[Records from a point-labeling set]
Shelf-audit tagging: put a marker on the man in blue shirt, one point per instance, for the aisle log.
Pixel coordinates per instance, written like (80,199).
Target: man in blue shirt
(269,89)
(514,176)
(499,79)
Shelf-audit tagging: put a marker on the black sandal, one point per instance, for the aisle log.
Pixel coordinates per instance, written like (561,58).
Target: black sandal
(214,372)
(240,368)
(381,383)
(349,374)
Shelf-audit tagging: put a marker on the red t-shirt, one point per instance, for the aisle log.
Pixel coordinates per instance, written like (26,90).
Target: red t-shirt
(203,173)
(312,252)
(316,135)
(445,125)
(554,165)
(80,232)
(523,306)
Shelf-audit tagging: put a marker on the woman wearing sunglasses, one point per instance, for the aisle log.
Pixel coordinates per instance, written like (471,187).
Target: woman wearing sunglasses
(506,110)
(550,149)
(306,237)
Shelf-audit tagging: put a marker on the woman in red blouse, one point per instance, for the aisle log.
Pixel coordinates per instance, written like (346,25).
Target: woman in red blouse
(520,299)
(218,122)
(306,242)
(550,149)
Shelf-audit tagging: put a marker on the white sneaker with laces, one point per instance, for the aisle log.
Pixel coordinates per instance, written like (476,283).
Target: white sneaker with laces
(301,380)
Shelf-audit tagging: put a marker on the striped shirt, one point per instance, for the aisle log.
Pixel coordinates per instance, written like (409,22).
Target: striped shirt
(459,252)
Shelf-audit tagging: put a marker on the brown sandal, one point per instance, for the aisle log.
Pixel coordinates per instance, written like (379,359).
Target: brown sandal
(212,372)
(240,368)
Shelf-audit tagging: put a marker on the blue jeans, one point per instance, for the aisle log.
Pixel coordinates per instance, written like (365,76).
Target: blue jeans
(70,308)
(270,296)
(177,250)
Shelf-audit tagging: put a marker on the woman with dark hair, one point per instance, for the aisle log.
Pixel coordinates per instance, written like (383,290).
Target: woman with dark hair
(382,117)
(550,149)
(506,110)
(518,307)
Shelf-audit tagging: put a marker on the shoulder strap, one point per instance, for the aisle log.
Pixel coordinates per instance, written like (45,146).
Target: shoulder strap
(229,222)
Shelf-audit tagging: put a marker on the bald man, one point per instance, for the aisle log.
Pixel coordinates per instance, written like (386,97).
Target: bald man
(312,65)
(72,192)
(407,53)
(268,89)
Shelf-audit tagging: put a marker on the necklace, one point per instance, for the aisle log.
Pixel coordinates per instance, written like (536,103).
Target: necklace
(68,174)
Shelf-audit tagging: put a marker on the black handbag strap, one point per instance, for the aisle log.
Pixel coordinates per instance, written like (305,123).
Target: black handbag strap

- **Brief**
Format every line of the records above as a numbered list, skipping any blank lines.

- **Response to this exercise**
1. Shelf-audit tagging: put a marker on the man in blue shirt, one point per instance, for the aisle log.
2. Pixel coordinates per instance, written like (80,199).
3. Target: man in blue shirt
4. (269,89)
5. (514,176)
6. (499,79)
7. Shelf-audit tagging: put a marker on the black sandal, one point per instance, for the aisle log.
8. Pixel coordinates per instance, written like (561,58).
9. Target: black sandal
10. (214,372)
11. (240,368)
12. (381,383)
13. (349,374)
14. Shelf-audit tagging: put a marker on the red t-shirt, one point per instance, for the aisle log.
15. Pixel coordinates per instance, written like (26,90).
16. Target: red t-shirt
17. (203,173)
18. (312,252)
19. (316,135)
20. (445,125)
21. (554,165)
22. (80,232)
23. (523,306)
24. Shelf-audit tagging: put a marker on the woman wearing sunglasses, one point per instance, for the aisle log.
25. Pixel coordinates per instance, written like (471,187).
26. Target: woman wearing sunglasses
27. (506,110)
28. (550,149)
29. (306,237)
30. Shelf-audit tagging: put a marker on the woman in red blouse, one point per instance, for the aisle log.
31. Pixel coordinates per instance, written like (346,25).
32. Target: woman in red blouse
33. (520,299)
34. (218,122)
35. (306,242)
36. (550,149)
37. Shelf-audit tagging: put a marker on the white sneaker with laces, one point per instance, for the aisle log.
38. Pixel coordinates per instance, written like (476,283).
39. Target: white sneaker with laces
40. (301,380)
41. Shelf-audit tagging: put a marker on the striped shirt, one point per instance, for the aisle log.
42. Pixel coordinates per instance, written like (409,22).
43. Target: striped shirt
44. (459,252)
45. Shelf-audit tagging: put a marker on the brown sandal, one point per instance, for the aisle log.
46. Pixel coordinates per instance, written like (379,359).
47. Target: brown sandal
48. (212,372)
49. (240,368)
50. Shelf-audit tagging: put a marker on the blue jeans, one point per instance, for the aisle log.
51. Pixel coordinates per instance, written like (365,76).
52. Target: blue jeans
53. (70,308)
54. (270,296)
55. (177,250)
56. Shelf-audit tagging: put a marker on the woman with dark hair, one point per instance, for the aisle log.
57. Pixel coordinates per instance, written like (383,290).
58. Target: woman with dark hair
59. (382,117)
60. (550,149)
61. (506,110)
62. (518,307)
63. Shelf-audit tagging: put a marker on the shoulder strap, one point per instance, for the aisle log.
64. Pixel coordinates per instance, written like (45,146).
65. Target: shoulder strap
66. (229,222)
67. Shelf-audit tagging: put a marker on the bald man, one point per instance, for the aisle log.
68. Pixel coordinates per instance, written like (386,97).
69. Target: bald man
70. (312,65)
71. (72,192)
72. (407,53)
73. (268,89)
74. Shelf-audit tagging: put a marker on the necklace, one point per instance, for the aisle log.
75. Pixel coordinates per instance, written like (536,103).
76. Target: necklace
77. (68,174)
78. Shelf-audit tagging: put a marker on the black handbag strap, one point per instance, for the aisle log.
79. Pixel coordinates per instance, written like (305,123).
80. Target: black handbag strap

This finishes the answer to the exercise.